## Exercise
Reproduce every record precisely, leaving no line out.

───

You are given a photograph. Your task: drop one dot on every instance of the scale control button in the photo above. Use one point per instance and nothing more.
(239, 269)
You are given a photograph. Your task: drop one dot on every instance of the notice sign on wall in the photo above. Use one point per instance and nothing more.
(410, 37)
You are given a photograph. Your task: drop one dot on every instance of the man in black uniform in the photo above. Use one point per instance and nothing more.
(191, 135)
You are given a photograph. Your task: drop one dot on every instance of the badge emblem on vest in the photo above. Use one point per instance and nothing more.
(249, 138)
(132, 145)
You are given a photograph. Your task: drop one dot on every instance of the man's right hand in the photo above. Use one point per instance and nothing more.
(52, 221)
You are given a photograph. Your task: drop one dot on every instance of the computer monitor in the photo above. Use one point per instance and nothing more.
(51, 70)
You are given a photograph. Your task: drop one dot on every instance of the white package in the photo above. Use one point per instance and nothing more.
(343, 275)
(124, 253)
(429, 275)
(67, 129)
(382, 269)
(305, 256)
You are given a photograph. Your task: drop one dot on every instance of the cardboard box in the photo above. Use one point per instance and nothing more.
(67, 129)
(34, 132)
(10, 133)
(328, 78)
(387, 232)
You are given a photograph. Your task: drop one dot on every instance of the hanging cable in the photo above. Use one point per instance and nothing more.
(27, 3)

───

## Reply
You are given a photograph. Your task: drop one dot on every instance of the scale control button in the photo above. Use one point per instance and nothing more.
(239, 269)
You are given a photograph. Your task: drop one dot on every instance of the notice sign on wall in the photo above. Use one point per instance and nothing more.
(410, 37)
You are given a photograph. Your task: drop one dot on every instance of the man in black uniform in the photo above. Use one point per instance and nothing more.
(191, 135)
You are given a photograph. Your task: drop one dot on every instance of the badge emblem on vest in the photo above. Use one point per instance and nothing more.
(249, 138)
(132, 145)
You are given a photograph. Your task: drop one dot on every instance of the man's right hand in the photo above. Use one point per instance and nothing more.
(52, 221)
You are given a photograph. Your task: drop one dot on every instance of the computer monitor in the photo above. Use one point per instance and nothing more.
(51, 70)
You are given a photograph. Your task: drop one dot on every instance of the white package in the photo above. Use one point per instance and nothing more.
(343, 275)
(124, 253)
(429, 275)
(67, 129)
(382, 269)
(305, 256)
You are given a photograph. Your task: drop one dot on every instance of the cardboard box in the photo above. Use one point per instance and nothing more.
(67, 129)
(34, 132)
(10, 133)
(328, 78)
(387, 232)
You are given a photograph. Your task: drop one dot on every instance of the hanging cable in the photo above. Use one point per instance and nothing more.
(27, 3)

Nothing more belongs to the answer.